▶ SOURCE
════════

27Les objets transitionnels symboles du lien dans la séparation représentent par ce biais une forme de réification des émotions. Renoncer au doudou révèle un signe de maturité affective. Nombreux sont les albums où le personnage énonce lui-même combien l’objet importé de la maison n’a pas sa place à l’école. « J’ai envie de retourner à l’école » dit Petit Lapin « Mais demain je laisserai Billy Cheval à la maison avec toi, maman. Il fait trop de bêtises en classe ! » [23]. Les objets personnels, incarnation d’une émotion encore vivace, doivent subsister dans le secret car derrière le doudou, objet en apparence anodin, se jouent des conceptions de la socialisation qui font l’objet d’injonctions contradictoires. « L’école semble n’accepter le doudou en début de scolarité que pour mieux l’évacuer des préoccupations de l’enfant afin de lui permettre d’entrer dans une attitude scolaire » rappelle Rachel Gasparini Le sevrage doit être organisé pour ne pas faire obstacle à l’appropriation du métier d’élève (Gasparini, 2012, p. 75).
28À la marge, quelques ouvrages offrent des stratégies de contournement de cette prescription scolaire qui donnent lieu à des rebondissements narratifs. Le personnage de la mère dans l’album intitulé Ma couverture et moi transforme une couverture doudou non tolérée à l’école en bonnet et en chaussettes. L’enfant pourra garder le lien avec sa couverture en toute légitimité [24]. De son côté, Emma se sent en confiance grâce à un papier dissimulé au fond de sa poche où il est inscrit « papa » et « maman » [25]. Ces albums qui « défient » légèrement la mise en conformité scolaire restent rares car majoritairement, ce sont la force, la volonté et la maîtrise de soi, au final, qui guident les personnages des récits du corpus.

════════

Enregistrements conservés
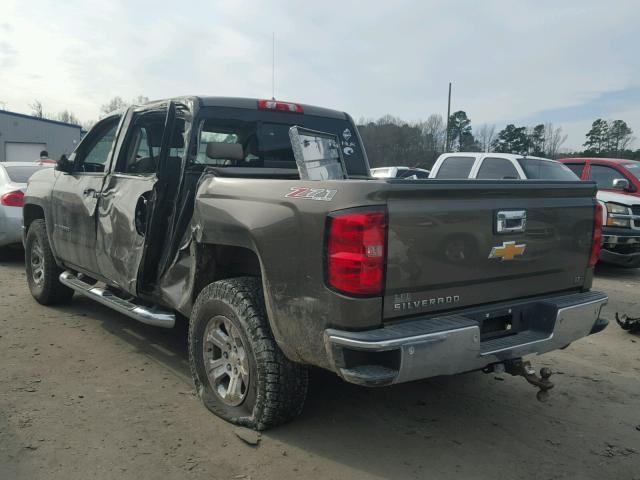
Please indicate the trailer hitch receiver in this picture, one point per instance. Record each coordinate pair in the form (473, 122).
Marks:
(524, 369)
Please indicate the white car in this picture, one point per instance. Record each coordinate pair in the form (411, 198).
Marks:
(13, 183)
(498, 166)
(407, 173)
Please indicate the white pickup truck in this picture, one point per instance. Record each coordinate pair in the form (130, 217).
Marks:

════════

▶ TRAVAIL À FAIRE
- 1) Repérez dans les enregistrements toutes les lignes qui contiennent le mot « point » et recopiez-les, en respectant les majuscules et les minuscules.
- 2) Prolongez le texte sur le doudou à l'école dans les albums pour enfants, à la suite de sa dernière phrase.
Le texte et les enregistrements n'ont aucun lien entre eux.

▶ RÉPONSES AUX CONSIGNES
- 1)
Please indicate the trailer hitch receiver in this picture, one point per instance. Record each coordinate pair in the form (473, 122).
Please indicate the white car in this picture, one point per instance. Record each coordinate pair in the form (411, 198).
Please indicate the white pickup truck in this picture, one point per instance. Record each coordinate pair in the form (130, 217).

- 2)
Contrôler les émotions relève de la compétence parentale
29L’inquiétude grandissante de familles submergées par une affectivité débordante ou les stratégies utilitaristes d’autres familles, favorisent l’essor d’ouvrages dont une partie du contenu s’assimile à une forme de prise en charge didactique destinée à poser les jalons de ce métier de parent d’élève.
30La quatrième de couverture de La rentrée de la petite sorcière [26] rappelle que « pour vaincre sa peur… chacun à sa manière doit trouver son mode d’emploi ». La fiction proposée ne prétend pas délivrer une solution universelle mais invite parents et enfants à ouvrir le débat, à réfléchir sur ce moment clé. La mission de ces albums se profile ici clairement : elle vise à dédramatiser ce passage en privilégiant le discours psychologique désormais largement répandu et vulgarisé qui préconise la nécessité de la parole par le biais du support d’un album. Cette formation active du parent s’illustre dans les recommandations rédigées par l’auteur de Zoup va à l’école [27], qui plaident pour un engagement parental résolument optimiste : « Aider son enfant à imaginer une situation qui lui semble très inconfortable et qui lui fait peur est d’un grand secours : cette sorte de “répétition” lui permet de voir la réalité avec ses bons et ses… mauvais côtés. Mais bien sûr, notre rôle de parent est d’envisager un monde surtout… positif ! »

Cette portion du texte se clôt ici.